**What is being asked**
The lines from the start of the records through the one containing "pixel 141 77" are to be transcribed exactly, and nothing else.

──────────────────────────────

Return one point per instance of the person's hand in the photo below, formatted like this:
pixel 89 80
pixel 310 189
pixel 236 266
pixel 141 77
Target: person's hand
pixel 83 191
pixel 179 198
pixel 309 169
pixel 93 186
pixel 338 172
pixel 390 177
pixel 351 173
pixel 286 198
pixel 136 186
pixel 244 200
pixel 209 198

──────────────────────────────

**Answer section**
Return one point per instance of the person's hand in the photo below, formatted like this:
pixel 89 80
pixel 310 189
pixel 236 266
pixel 141 77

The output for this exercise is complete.